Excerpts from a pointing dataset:
* * *

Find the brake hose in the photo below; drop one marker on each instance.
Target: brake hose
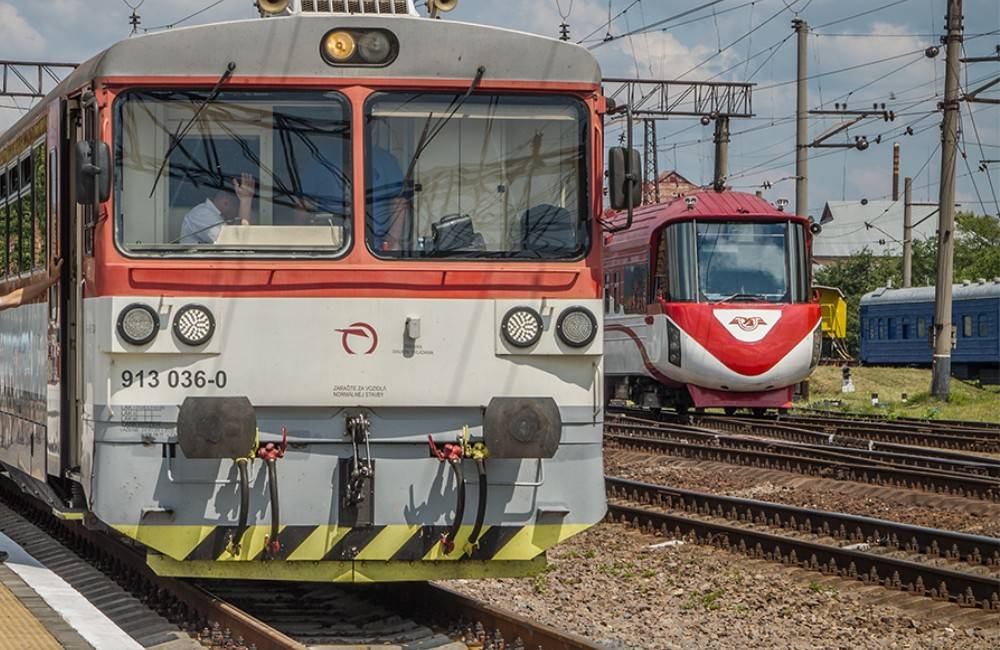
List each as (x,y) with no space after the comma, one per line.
(481,508)
(448,541)
(241,467)
(273,545)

* * *

Please copy the records above word for word, leaving out the picture.

Reply:
Find the brake hose in the photo below; drop one marker on each instance.
Target: brake hose
List each as (x,y) with no space after the comma, one per line.
(481,508)
(448,541)
(241,467)
(273,545)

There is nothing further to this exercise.